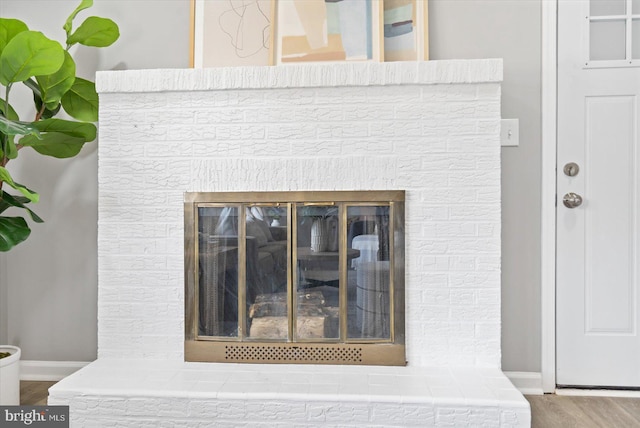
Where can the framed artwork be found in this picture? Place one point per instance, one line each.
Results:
(405, 28)
(232, 32)
(328, 30)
******
Rescale the lines above by repeating each one in full, requests included, with every point coordinate in the answers multiplied by 0.85 and rounded to a whole number, halves rounded up. Leave the pictures out.

Where can the framed artwork be found in this picture? Place one point per instance, one line each.
Results:
(344, 24)
(197, 27)
(279, 26)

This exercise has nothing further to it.